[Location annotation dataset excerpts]
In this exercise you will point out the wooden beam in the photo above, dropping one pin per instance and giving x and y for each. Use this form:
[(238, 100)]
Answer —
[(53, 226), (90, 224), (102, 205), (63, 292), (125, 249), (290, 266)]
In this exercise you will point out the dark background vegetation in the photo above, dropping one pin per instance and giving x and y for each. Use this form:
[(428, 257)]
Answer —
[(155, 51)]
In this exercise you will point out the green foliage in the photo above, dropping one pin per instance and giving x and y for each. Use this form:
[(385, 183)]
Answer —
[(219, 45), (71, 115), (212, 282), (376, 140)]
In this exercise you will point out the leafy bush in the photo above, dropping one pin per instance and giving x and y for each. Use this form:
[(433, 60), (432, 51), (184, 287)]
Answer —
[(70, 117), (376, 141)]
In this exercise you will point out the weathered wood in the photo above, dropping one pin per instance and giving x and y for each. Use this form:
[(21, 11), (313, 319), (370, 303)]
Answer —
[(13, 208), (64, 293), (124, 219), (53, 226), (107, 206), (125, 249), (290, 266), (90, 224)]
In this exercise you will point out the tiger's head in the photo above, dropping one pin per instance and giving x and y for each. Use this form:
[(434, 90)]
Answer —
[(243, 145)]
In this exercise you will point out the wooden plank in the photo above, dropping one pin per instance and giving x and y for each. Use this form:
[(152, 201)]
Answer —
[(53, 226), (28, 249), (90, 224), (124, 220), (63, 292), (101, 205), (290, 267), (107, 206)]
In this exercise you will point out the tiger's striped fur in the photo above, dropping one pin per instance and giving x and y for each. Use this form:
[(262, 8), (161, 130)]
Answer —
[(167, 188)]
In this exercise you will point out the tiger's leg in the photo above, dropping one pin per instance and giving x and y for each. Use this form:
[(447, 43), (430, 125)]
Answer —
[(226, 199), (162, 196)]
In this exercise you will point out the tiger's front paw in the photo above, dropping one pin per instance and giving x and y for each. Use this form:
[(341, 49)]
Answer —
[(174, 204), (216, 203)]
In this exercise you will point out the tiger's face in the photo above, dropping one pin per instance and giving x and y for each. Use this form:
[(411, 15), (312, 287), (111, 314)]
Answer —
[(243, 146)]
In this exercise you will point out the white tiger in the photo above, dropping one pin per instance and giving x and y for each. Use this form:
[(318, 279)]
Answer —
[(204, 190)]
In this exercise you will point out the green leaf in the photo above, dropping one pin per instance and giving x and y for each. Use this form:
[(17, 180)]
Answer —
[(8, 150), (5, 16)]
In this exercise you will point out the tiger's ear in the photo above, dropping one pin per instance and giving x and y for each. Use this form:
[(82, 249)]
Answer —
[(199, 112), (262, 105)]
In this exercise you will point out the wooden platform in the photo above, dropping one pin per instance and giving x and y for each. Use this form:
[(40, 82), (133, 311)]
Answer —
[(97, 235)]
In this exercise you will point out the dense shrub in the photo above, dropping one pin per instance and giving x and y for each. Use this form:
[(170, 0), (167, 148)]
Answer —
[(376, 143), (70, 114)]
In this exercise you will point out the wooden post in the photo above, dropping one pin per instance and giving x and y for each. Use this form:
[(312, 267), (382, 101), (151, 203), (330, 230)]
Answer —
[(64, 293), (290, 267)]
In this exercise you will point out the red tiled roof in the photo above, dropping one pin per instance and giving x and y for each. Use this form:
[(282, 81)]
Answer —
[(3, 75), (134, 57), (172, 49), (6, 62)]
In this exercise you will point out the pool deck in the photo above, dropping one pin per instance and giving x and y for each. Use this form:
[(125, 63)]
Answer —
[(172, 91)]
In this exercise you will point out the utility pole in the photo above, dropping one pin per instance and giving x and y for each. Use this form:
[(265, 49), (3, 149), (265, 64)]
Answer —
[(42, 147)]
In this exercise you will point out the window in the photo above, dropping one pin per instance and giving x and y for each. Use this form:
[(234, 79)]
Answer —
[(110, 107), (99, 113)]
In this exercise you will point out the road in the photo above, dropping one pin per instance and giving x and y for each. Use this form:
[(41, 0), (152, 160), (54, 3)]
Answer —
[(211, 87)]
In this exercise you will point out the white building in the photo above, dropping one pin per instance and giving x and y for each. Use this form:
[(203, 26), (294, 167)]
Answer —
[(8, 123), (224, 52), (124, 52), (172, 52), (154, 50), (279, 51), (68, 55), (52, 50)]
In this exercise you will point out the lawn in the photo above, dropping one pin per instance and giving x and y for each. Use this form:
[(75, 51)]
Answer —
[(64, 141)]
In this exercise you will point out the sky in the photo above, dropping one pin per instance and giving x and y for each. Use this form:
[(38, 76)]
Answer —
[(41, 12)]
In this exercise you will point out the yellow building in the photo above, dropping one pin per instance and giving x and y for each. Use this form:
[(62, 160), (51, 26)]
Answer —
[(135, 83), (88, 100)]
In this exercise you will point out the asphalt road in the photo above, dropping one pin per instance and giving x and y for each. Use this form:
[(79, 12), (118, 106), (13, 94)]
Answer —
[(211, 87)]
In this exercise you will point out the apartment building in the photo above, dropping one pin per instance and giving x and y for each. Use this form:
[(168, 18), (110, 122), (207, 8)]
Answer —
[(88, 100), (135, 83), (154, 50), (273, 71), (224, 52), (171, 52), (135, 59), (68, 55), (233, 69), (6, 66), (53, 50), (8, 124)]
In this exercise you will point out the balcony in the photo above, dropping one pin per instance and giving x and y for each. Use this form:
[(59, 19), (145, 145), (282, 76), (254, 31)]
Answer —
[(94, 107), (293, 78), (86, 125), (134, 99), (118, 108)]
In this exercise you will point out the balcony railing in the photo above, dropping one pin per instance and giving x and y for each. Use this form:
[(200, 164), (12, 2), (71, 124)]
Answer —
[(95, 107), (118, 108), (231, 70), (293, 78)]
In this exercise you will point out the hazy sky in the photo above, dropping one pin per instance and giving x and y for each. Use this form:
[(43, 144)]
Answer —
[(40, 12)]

--

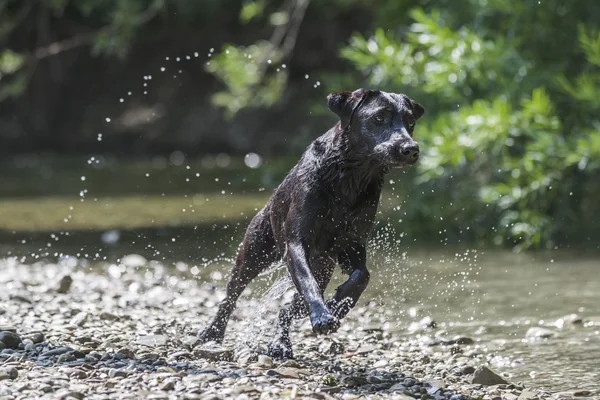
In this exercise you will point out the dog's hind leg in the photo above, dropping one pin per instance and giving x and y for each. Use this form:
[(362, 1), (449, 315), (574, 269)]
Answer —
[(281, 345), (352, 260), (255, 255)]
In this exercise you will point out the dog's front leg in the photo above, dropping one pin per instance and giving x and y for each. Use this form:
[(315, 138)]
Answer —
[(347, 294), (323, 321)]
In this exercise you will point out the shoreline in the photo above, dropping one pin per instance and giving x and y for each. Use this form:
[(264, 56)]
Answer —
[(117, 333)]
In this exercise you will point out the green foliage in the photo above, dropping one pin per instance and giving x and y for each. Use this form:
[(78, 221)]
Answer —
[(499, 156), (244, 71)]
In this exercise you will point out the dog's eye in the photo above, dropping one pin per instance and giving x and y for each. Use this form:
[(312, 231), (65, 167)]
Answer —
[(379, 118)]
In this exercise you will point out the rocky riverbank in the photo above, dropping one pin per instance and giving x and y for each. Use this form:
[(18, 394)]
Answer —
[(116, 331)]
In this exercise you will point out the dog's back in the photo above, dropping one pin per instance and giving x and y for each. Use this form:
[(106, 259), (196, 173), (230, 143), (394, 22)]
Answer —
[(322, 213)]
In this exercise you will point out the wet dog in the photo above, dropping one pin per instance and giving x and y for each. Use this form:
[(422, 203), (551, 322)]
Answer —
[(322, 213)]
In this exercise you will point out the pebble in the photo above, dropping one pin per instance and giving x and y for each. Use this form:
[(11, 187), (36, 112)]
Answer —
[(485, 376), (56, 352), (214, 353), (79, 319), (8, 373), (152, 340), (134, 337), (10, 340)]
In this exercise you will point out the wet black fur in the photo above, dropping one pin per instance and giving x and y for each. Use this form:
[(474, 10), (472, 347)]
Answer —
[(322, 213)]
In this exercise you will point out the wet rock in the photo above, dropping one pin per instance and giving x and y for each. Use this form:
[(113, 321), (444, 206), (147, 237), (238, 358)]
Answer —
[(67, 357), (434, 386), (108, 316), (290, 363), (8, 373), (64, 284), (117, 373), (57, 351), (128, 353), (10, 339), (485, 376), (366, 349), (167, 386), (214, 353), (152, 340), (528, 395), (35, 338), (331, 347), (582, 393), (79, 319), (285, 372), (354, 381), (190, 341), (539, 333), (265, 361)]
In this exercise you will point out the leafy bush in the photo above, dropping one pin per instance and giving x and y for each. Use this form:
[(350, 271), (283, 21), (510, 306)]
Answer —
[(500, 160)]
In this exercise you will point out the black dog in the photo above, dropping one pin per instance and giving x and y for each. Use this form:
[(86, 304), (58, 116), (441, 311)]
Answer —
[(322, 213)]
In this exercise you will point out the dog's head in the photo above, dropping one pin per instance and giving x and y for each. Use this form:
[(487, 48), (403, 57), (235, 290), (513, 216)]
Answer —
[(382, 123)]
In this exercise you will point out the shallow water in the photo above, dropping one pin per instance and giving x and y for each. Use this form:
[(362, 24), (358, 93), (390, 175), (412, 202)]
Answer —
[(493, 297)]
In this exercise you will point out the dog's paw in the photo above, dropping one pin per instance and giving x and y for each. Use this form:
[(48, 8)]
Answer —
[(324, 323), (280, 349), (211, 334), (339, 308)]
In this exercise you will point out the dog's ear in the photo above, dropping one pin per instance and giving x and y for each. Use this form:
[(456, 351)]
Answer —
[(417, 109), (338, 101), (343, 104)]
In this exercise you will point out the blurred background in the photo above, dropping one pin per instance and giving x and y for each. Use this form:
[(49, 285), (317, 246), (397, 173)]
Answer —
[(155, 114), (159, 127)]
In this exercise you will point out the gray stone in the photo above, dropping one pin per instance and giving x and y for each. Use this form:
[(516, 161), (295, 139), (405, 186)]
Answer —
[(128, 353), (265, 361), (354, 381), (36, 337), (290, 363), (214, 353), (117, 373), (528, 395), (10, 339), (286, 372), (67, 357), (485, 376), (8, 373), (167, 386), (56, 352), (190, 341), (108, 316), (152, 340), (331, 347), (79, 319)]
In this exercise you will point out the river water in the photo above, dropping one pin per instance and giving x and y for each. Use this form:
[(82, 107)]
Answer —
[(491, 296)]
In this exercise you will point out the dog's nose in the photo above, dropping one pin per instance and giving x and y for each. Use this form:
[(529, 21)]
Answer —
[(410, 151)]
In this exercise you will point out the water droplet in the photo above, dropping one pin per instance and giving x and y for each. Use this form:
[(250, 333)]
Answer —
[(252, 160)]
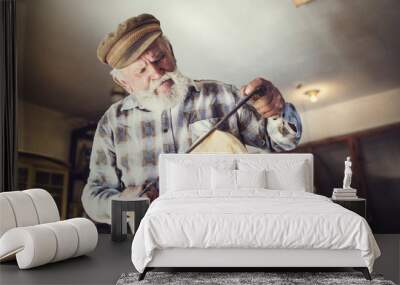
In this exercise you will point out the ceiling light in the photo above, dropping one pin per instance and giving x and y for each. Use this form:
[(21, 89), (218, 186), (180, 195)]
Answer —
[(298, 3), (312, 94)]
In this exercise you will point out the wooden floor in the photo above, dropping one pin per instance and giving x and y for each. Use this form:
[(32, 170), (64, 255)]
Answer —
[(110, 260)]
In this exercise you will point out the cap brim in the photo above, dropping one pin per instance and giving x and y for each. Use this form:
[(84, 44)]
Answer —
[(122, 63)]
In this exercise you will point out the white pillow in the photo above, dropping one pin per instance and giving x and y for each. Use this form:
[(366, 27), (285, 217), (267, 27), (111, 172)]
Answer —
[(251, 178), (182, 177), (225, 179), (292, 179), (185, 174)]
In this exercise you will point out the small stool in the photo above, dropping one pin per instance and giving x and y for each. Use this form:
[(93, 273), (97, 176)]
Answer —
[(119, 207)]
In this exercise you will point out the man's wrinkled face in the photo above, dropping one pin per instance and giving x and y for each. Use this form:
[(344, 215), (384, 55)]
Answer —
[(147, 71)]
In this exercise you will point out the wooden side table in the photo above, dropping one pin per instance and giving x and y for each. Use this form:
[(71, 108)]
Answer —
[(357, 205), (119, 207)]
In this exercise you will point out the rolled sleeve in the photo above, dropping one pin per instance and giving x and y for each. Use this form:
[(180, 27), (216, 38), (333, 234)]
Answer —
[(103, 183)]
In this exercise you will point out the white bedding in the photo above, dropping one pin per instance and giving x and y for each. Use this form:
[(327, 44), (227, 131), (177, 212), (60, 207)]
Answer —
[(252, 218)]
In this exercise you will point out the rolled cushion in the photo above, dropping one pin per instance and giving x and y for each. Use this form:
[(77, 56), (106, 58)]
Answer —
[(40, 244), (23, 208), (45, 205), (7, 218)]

* * *

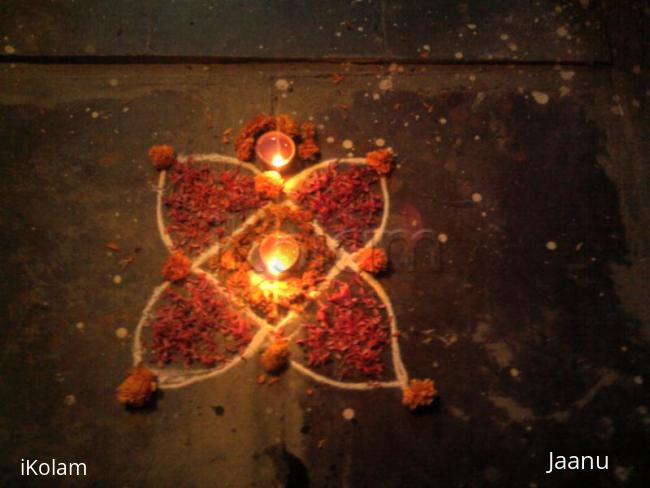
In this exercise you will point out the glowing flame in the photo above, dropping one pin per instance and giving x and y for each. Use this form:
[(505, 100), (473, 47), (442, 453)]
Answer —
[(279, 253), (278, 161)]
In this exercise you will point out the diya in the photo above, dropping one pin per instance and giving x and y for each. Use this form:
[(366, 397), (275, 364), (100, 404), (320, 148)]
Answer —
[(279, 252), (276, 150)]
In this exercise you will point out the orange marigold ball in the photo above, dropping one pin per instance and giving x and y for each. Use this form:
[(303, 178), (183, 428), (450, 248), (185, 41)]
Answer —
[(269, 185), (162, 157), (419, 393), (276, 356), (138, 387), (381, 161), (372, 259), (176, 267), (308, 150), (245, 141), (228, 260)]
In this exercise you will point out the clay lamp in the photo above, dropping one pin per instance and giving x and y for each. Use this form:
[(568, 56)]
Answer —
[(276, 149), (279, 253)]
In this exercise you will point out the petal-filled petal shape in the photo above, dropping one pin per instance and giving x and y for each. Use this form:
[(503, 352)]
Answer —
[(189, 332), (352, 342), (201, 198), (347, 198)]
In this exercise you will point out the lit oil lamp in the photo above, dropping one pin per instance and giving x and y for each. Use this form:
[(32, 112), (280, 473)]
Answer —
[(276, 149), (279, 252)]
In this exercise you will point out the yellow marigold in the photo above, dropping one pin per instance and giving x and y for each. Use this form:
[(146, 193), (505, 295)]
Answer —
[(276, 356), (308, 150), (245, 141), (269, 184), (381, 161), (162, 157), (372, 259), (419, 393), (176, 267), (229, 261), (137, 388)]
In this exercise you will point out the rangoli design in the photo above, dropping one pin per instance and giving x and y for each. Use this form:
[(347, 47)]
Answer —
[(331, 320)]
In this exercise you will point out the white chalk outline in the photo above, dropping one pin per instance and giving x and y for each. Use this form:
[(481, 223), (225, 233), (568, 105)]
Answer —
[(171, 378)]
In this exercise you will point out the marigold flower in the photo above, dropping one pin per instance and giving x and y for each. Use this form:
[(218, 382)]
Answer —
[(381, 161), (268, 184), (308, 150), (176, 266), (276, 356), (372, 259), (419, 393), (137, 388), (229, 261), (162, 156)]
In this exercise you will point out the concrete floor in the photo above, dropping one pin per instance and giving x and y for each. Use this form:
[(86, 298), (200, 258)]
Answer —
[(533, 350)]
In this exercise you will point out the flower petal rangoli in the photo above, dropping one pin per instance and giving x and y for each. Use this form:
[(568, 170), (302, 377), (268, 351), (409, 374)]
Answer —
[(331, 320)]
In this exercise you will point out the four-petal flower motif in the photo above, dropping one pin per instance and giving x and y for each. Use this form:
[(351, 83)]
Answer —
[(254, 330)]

[Task requirements]
Copy the rows from the line containing "In this exercise you will point out the cap" down to the line containing "[(122, 63)]", swapping "Answer" for "Response" and leaving everything else as it is.

[Complete output]
In this exercise you will point out the cap brim in the photo above, dropping one pin per instance and giving x and y for each. Use this form:
[(84, 44)]
Response —
[(122, 63)]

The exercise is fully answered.